Stress response is a lifesaving biological function that enables you to instinctively square-off against an assailant, for flight or fear. People who are highly stressed have higher activity in the amygdala. This in turn triggers arterial inflammation, which is a risk factor for heart disease, including heart attacks.
However,living in today's modern world activates this same biological reaction in response to activities and events that have no life-threatening implications whatsoever, from speaking in public to filling out tax forms and sitting in traffic jams.
The high number of stress-inducing situations we face on a daily basis can actually make it difficult to turn the stress response off, and marinating in corrosive stress hormones around the clock can have very serious consequences for your health, such as fat accumulation, high blood pressure and heart attack and many other health consequences associated with chronic stress.
Acute stress can also have potentially lethal consequences. High stress also raises the level of disease-promoting white blood cells, and releases norepinephrine, which can cause dispersal of bacterial biofilms from arterial walls, thereby triggering a heart attack.

▶ Excerpts from a dataset:
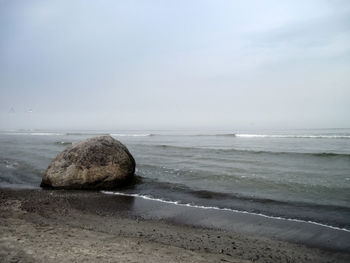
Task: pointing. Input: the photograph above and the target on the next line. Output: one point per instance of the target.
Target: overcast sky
(174, 64)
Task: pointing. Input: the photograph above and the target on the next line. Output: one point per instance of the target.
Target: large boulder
(96, 163)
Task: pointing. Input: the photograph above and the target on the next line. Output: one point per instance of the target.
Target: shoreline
(226, 209)
(158, 232)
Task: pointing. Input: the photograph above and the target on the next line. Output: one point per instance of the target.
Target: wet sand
(76, 226)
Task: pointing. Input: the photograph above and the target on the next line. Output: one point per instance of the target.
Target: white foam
(130, 135)
(293, 136)
(34, 133)
(225, 209)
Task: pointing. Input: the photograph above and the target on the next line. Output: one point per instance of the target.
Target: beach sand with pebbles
(78, 226)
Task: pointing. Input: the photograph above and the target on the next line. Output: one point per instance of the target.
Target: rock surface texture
(96, 163)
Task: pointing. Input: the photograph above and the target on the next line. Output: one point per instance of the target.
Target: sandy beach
(77, 226)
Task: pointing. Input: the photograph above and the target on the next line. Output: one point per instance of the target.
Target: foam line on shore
(224, 209)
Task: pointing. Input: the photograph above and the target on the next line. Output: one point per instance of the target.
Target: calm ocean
(295, 174)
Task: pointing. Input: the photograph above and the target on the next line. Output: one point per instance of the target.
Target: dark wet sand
(75, 226)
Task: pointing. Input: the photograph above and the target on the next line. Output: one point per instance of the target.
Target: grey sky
(174, 64)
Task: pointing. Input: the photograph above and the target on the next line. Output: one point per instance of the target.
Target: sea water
(291, 174)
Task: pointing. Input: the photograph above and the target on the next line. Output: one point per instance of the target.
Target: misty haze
(175, 131)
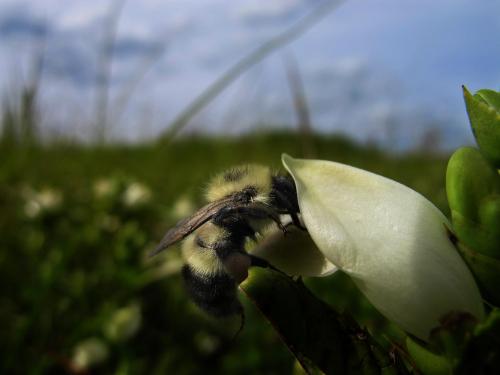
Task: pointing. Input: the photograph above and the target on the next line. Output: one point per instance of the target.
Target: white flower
(88, 353)
(391, 241)
(44, 200)
(105, 187)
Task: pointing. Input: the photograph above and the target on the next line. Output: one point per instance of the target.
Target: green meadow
(80, 295)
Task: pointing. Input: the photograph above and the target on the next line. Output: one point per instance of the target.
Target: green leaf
(482, 351)
(490, 97)
(487, 272)
(484, 114)
(319, 337)
(428, 362)
(473, 189)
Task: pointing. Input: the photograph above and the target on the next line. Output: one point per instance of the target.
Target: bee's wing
(188, 225)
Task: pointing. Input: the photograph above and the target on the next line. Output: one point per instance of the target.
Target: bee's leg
(290, 210)
(262, 263)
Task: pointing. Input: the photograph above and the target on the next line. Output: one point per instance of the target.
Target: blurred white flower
(124, 323)
(105, 187)
(391, 241)
(136, 194)
(37, 202)
(88, 353)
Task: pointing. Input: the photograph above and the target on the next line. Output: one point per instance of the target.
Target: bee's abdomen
(216, 294)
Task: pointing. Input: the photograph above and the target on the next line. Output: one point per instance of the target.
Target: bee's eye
(249, 193)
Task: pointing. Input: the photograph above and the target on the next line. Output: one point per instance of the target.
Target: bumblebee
(241, 202)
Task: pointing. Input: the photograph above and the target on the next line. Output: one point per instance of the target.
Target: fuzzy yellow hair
(237, 179)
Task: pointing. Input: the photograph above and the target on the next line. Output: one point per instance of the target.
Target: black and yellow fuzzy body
(241, 202)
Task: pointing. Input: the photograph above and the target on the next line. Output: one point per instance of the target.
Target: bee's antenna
(242, 325)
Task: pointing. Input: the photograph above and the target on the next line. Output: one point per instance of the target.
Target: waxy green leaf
(484, 114)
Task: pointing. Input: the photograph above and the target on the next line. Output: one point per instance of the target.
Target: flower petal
(391, 240)
(294, 253)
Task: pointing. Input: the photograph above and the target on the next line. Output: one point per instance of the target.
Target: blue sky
(382, 70)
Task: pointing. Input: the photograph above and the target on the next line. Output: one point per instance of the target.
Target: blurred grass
(71, 255)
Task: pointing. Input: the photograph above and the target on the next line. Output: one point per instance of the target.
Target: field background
(75, 226)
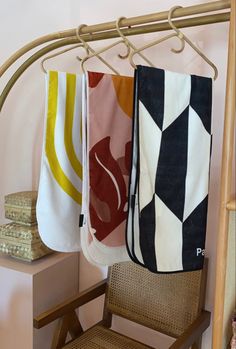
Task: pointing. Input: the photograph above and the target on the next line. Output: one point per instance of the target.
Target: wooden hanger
(178, 33)
(93, 52)
(123, 40)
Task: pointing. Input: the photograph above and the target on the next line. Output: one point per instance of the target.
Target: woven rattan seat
(168, 303)
(99, 337)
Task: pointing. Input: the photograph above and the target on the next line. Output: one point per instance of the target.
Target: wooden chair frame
(69, 322)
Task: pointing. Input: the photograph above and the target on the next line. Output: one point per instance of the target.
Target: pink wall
(22, 117)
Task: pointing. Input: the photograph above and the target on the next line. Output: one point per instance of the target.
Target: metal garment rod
(91, 29)
(225, 186)
(189, 22)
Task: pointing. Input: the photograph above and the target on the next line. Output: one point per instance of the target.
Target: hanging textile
(107, 130)
(170, 170)
(59, 195)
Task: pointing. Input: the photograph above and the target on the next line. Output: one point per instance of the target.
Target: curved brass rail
(139, 20)
(222, 17)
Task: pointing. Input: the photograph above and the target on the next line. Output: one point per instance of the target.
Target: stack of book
(21, 238)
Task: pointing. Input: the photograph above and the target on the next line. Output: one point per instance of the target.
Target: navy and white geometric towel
(168, 191)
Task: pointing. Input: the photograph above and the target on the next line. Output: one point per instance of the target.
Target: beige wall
(22, 116)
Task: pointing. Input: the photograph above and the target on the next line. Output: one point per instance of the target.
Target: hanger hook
(124, 39)
(180, 35)
(78, 35)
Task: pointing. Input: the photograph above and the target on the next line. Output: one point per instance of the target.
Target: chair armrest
(70, 305)
(193, 332)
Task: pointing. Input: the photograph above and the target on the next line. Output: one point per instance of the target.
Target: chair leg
(197, 344)
(68, 324)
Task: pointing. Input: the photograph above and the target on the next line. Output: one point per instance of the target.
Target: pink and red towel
(107, 129)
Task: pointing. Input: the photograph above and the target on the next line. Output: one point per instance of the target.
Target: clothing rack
(141, 25)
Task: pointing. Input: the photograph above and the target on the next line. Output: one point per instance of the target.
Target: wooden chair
(168, 303)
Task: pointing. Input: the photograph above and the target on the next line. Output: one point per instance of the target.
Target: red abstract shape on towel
(108, 190)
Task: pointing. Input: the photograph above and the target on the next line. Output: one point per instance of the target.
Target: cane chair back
(167, 303)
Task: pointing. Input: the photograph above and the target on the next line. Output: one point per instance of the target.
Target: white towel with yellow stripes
(59, 194)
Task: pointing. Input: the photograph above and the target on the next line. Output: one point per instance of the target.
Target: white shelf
(27, 289)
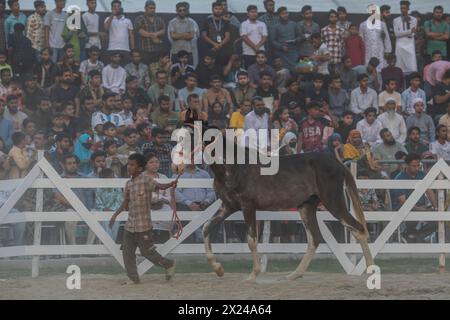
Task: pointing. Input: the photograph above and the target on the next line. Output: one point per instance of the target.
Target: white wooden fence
(341, 251)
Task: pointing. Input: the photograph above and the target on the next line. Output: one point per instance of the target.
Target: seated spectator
(293, 94)
(181, 69)
(114, 75)
(163, 116)
(191, 87)
(161, 87)
(421, 120)
(390, 93)
(363, 97)
(441, 147)
(370, 127)
(374, 78)
(206, 69)
(346, 125)
(217, 116)
(268, 92)
(138, 69)
(412, 93)
(107, 200)
(311, 130)
(161, 148)
(414, 144)
(92, 63)
(348, 76)
(387, 149)
(256, 70)
(12, 112)
(243, 90)
(391, 120)
(393, 72)
(216, 93)
(19, 158)
(339, 98)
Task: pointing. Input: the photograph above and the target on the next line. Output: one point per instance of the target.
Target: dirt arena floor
(231, 286)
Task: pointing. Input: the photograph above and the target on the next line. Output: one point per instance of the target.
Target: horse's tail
(353, 193)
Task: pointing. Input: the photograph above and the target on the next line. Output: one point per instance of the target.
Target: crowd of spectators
(90, 97)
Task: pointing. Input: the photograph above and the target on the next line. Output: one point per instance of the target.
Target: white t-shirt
(118, 34)
(91, 20)
(255, 32)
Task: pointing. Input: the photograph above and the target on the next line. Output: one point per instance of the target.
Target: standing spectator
(54, 23)
(15, 17)
(370, 127)
(339, 100)
(35, 27)
(120, 29)
(92, 22)
(390, 92)
(138, 69)
(412, 93)
(285, 39)
(182, 31)
(355, 47)
(161, 87)
(216, 33)
(377, 42)
(306, 28)
(414, 144)
(405, 28)
(20, 51)
(254, 35)
(438, 32)
(387, 149)
(363, 97)
(20, 159)
(391, 120)
(6, 128)
(311, 130)
(333, 37)
(114, 75)
(12, 112)
(441, 147)
(421, 120)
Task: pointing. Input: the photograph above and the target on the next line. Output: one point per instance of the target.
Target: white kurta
(405, 46)
(376, 45)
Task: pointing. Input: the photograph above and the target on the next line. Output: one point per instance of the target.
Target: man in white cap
(391, 120)
(422, 121)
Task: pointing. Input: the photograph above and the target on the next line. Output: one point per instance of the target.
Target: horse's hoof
(219, 271)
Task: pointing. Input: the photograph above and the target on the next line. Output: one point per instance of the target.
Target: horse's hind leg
(208, 227)
(252, 239)
(308, 213)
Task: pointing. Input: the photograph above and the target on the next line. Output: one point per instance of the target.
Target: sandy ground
(231, 286)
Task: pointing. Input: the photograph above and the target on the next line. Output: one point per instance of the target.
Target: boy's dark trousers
(143, 240)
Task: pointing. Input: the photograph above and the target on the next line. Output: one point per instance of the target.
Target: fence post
(441, 226)
(37, 224)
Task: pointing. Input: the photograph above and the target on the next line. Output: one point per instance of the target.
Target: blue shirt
(6, 131)
(189, 195)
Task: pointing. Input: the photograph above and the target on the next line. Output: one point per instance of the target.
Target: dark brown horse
(303, 181)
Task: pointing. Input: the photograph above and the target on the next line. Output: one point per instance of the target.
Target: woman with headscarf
(83, 151)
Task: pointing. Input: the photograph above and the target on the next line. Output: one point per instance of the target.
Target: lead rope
(175, 218)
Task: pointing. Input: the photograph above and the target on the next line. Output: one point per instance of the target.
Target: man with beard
(13, 114)
(63, 144)
(43, 114)
(414, 143)
(438, 32)
(6, 127)
(393, 121)
(64, 92)
(387, 149)
(243, 91)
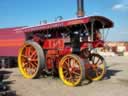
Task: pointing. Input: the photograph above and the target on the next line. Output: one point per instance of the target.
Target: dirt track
(115, 83)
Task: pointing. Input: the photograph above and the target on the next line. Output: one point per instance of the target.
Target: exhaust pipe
(80, 8)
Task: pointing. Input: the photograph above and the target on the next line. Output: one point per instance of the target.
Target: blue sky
(31, 12)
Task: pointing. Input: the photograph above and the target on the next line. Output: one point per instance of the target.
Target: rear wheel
(31, 59)
(72, 70)
(96, 68)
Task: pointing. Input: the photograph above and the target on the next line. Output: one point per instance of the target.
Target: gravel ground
(115, 83)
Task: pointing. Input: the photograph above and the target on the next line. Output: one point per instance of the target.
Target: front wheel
(72, 70)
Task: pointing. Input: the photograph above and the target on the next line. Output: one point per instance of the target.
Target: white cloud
(120, 7)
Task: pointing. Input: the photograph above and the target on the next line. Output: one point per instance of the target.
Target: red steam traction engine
(64, 47)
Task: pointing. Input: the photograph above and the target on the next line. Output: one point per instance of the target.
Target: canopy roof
(99, 20)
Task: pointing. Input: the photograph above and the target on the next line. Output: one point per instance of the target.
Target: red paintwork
(54, 43)
(10, 41)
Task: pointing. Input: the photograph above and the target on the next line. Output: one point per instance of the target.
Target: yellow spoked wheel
(71, 70)
(30, 59)
(96, 68)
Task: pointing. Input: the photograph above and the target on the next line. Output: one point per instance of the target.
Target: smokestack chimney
(80, 8)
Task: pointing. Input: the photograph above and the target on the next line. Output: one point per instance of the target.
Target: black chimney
(80, 8)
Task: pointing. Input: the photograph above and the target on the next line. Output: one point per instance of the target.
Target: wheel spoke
(76, 73)
(33, 54)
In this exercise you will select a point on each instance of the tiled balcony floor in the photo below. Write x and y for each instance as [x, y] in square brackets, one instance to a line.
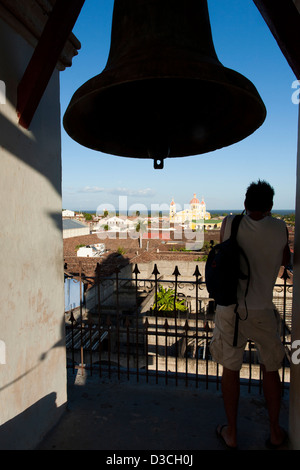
[104, 414]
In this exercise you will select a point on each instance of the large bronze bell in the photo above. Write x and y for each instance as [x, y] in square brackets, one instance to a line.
[163, 92]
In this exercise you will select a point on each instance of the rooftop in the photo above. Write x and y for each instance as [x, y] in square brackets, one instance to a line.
[111, 415]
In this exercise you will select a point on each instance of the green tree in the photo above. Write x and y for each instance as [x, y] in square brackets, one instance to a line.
[165, 300]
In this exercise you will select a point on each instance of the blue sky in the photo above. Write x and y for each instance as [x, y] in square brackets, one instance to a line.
[244, 43]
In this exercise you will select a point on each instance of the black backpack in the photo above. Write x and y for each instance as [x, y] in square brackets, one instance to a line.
[222, 270]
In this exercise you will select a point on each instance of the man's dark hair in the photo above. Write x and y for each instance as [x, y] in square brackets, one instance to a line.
[259, 196]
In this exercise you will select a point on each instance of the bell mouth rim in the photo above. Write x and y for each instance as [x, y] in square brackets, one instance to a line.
[127, 147]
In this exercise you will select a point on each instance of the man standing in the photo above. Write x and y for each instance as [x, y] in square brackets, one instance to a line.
[264, 240]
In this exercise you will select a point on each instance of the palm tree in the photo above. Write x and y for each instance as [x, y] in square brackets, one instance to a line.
[165, 300]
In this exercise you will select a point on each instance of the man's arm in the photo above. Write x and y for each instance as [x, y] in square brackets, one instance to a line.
[286, 256]
[222, 231]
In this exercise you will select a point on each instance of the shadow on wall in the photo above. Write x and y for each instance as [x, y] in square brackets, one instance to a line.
[17, 431]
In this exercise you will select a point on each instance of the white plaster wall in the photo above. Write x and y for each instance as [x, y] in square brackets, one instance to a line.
[33, 377]
[295, 368]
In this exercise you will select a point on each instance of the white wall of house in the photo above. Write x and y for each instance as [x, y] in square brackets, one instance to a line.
[33, 375]
[295, 367]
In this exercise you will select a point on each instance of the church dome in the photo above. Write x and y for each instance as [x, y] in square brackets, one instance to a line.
[195, 200]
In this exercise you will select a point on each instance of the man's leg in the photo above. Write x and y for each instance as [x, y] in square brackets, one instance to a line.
[272, 392]
[231, 394]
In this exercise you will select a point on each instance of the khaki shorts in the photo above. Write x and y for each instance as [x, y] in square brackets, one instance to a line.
[261, 326]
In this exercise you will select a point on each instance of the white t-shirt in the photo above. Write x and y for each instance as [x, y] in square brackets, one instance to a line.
[263, 242]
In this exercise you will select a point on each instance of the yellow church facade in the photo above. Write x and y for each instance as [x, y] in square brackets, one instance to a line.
[194, 213]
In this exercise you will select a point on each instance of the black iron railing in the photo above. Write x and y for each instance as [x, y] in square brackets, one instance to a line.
[125, 326]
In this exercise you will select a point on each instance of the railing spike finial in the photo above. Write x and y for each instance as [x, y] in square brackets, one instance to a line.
[136, 270]
[197, 272]
[285, 274]
[176, 272]
[155, 271]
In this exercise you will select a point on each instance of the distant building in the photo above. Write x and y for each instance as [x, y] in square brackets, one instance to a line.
[74, 228]
[194, 214]
[68, 213]
[91, 251]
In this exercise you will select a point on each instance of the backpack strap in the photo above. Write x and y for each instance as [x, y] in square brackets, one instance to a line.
[234, 229]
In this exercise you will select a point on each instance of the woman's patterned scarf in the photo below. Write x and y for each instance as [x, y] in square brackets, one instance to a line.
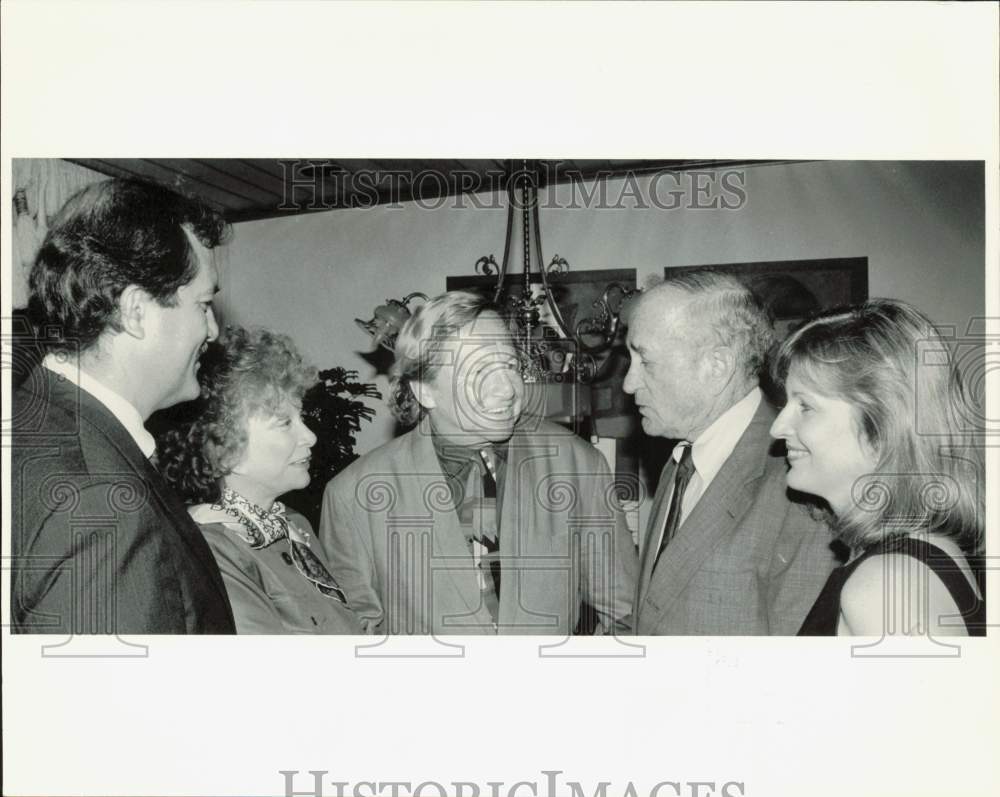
[263, 528]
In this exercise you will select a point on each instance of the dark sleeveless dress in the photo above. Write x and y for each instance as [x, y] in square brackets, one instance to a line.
[824, 616]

▶ PROBLEMS TO WORK ON:
1. List the everyday activities that the passage on stress names as triggering the stress response without any threat to life.
2. Write the next part of the passage on stress, picking up after its final sentence.
The records have no connection to the passage on stress.

▶ ANSWER SECTION:
1. Speaking in public, filling out tax forms, and sitting in traffic jams.

2.
According to recent research, stress increases your risk of heart attack and stroke by causing overactivity in the amygdala known as your brain’s fear center, this almond-shaped brain region, located in your temporal lobe, is activated in response to both real and perceived threats.
Another recent research suggests the amygdala is also involved in the processing of other emotions, including positive ones, as well as the processing of emotional memories of all kinds.
In a study, inflammation levels as well as brain and bone marrow activity of 293 participants were measured, all of the participants were over the age of 30, and none had a diagnosed heart problem.
By the end of the observation period, which lasted between two and five years, 22 participants had experienced a serious cardiac event such as heart attack, stroke or angina (chest pain).
Based on brain scans, the researchers were able to conclude that those with higher activity in the amygdala were at an elevated risk of a cardiac event. There appears to be a significant correlation between amygdala activity and arterial inflammation (which is a risk factor for heart attack and stroke).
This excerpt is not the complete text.